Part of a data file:
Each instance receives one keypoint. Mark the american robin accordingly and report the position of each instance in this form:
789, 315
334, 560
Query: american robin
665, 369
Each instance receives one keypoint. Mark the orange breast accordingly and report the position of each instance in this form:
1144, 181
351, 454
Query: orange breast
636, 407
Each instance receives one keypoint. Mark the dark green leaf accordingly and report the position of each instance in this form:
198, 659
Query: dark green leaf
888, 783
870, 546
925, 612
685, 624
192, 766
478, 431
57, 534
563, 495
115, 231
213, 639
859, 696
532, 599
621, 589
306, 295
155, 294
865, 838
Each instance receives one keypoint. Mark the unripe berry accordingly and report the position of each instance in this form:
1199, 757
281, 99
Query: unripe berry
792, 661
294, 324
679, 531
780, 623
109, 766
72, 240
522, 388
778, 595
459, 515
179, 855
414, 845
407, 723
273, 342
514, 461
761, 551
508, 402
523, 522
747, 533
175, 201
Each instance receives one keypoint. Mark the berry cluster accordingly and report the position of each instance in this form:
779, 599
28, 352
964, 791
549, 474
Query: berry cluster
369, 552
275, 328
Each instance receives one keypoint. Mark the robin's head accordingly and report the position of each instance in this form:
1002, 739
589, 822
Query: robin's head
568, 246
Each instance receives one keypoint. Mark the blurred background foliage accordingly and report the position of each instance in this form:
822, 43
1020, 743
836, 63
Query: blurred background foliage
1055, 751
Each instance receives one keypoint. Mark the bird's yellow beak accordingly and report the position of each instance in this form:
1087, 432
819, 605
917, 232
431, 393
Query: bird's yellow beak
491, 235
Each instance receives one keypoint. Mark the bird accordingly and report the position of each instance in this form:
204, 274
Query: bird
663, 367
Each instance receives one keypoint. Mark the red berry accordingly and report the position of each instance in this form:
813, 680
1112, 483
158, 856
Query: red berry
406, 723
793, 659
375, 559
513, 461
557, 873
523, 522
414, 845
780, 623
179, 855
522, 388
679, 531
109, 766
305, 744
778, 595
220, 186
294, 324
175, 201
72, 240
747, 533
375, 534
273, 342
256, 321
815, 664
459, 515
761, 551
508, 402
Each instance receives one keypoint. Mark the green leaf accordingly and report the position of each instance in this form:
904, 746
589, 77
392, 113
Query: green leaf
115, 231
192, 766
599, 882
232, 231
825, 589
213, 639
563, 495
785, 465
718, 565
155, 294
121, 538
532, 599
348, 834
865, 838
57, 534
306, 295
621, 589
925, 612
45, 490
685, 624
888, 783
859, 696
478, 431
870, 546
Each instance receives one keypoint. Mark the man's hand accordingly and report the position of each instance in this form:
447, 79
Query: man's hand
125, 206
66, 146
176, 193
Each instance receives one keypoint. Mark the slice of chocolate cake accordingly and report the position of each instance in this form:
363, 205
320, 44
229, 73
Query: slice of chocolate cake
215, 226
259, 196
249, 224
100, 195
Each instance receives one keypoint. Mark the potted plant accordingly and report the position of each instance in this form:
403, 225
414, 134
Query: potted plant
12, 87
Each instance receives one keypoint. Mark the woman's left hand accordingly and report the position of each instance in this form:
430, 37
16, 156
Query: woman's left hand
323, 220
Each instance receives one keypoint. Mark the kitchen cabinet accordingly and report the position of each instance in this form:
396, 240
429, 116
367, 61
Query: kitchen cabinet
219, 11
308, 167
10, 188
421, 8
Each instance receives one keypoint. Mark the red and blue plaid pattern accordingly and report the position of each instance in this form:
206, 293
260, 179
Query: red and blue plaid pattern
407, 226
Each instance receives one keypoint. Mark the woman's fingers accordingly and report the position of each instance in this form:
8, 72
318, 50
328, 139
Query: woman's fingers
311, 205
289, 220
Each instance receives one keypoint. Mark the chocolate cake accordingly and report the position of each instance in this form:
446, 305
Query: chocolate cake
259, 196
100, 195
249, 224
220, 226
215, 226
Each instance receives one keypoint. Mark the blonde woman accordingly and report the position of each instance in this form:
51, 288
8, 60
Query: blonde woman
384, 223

## TASK GOAL
Rewrite everything from the line containing "Each instance receives one keypoint. Mark the chocolate" down to the end of the items, replacing "blonde woman" with "smiling woman" and changing nothing else.

## SOLUTION TO THIS TASK
Each instance receives one keypoint. Mark the chocolate cake accordingly and report the position of each instance in this form:
446, 305
Query: chocolate cake
259, 196
100, 195
249, 224
220, 226
215, 226
Each instance receives one keypoint. Mark the smiling woman accordingly and report the position of each instance in this form:
51, 288
8, 60
Query: smiling woman
384, 223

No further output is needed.